This series complements my award-winning guidebook, Chicago in Stone and Clay: A Guide to the Windy City's Architectural Geology. Henceforth I'll just call it CSC.

 

The CSC section and page reference for the building featured here: 9.2; pp. 142-144.

 

Looking northward, along the eastern elevation.

 

And finally we're outdoors. This oblique view of the station's Canal Street facade shows its grand Tuscan-order colonnade.

 

The Tuscan style resembles the Doric, but it's even less adorned, with unfluted column shafts.

 

And it's these columns that are one of Chicago's finest examples of the effective use of America's most widely distributed architectural rock type, the Salem Limestone.

 

Note that the shafts are not monolithic, but rather are composed of tall drums mortared together. This technique of modular column construction is an ancient one that goes back to classical Greece and no doubt even farther.

 

Regarding the stone itself, the Salem has many virtues, but its finely granular texture does not permit high-gloss polishing. Nevertheless, it can be shaped, carved, and smooth-sawn very readily. Here the flat and buff-colored stone surfaces impart the perfect stately-and-restrained effect.

* [Supplied information]
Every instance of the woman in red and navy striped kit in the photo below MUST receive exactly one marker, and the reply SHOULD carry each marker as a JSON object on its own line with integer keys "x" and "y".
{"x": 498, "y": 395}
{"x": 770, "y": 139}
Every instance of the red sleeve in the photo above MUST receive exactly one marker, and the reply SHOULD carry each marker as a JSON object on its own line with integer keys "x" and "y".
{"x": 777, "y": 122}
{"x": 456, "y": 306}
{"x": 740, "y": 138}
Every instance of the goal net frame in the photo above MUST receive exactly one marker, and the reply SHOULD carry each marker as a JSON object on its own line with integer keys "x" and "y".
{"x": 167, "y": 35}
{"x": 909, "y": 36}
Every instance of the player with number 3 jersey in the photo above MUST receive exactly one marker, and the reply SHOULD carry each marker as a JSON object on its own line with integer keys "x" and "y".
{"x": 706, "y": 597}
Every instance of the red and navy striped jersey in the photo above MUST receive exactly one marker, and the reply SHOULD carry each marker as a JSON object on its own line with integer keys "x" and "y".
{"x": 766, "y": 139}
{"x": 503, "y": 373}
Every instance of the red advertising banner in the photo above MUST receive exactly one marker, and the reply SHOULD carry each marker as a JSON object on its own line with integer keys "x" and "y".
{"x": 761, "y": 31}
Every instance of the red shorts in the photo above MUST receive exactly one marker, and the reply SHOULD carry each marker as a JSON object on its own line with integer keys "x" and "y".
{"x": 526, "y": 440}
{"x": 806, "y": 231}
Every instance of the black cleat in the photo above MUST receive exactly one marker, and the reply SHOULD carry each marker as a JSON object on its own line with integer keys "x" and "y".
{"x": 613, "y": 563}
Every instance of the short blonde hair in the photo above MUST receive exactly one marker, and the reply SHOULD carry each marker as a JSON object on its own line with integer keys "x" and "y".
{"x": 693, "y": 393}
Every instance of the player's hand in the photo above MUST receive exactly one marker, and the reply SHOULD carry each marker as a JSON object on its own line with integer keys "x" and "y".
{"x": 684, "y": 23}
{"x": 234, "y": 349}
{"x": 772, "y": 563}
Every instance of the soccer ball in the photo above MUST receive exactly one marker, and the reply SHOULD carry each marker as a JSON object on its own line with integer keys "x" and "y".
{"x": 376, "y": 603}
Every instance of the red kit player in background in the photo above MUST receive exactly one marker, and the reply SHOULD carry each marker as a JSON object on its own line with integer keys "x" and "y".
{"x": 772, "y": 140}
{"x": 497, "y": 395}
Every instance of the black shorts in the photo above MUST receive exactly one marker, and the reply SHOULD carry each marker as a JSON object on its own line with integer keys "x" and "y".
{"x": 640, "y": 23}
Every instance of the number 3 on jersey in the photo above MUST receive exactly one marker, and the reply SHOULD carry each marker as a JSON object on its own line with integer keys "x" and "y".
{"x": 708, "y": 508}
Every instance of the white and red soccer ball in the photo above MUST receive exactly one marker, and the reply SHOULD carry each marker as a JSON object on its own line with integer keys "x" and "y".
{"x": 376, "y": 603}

* [Task requirements]
1 - In the text on the station's colonnade, why can't the Salem Limestone be given a high-gloss finish? Answer in one to three sentences.
2 - According to the colonnade text, how does the Tuscan style differ from the Doric?
3 - Extend the text on the station's colonnade with a few more sentences that pick up after its final line.
The rows have nothing to do with the tasks here.

* [Expected responses]
1 - The Salem Limestone has a finely granular texture, and that texture does not permit high-gloss polishing. It can still be shaped, carved, and smooth-sawn very readily.

2 - The Tuscan style is even less adorned, with unfluted column shafts.

3 -
The Salem, known in the building trades as "Bedford Stone" and "Indiana Limestone," is quarried in southern portion of the Hoosier State. Petrologically speaking, it's a grainstone and biocalcarenite composed of small fossils (whole forams and invertebrate fragments) in a matrix of calcite cement. It formed in a warm, shallow-marine environment of lagoons and tidal channels in the Mississippian (Lower Carboniferous) subperiod, some 340 Ma ago. At that point, much of the American Midwest was covered by an epeiric (continent-covering) sea.

 

For more on this site, get and read Chicago in Stone and Clay, described at its Cornell University Press webpage.

 

The other photos and discussions in this series can be found in my "Chicago in Stone and Clay" Companion album. In addition, you'll find other relevant images and descriptions in my Architectural Geology: Chicago album.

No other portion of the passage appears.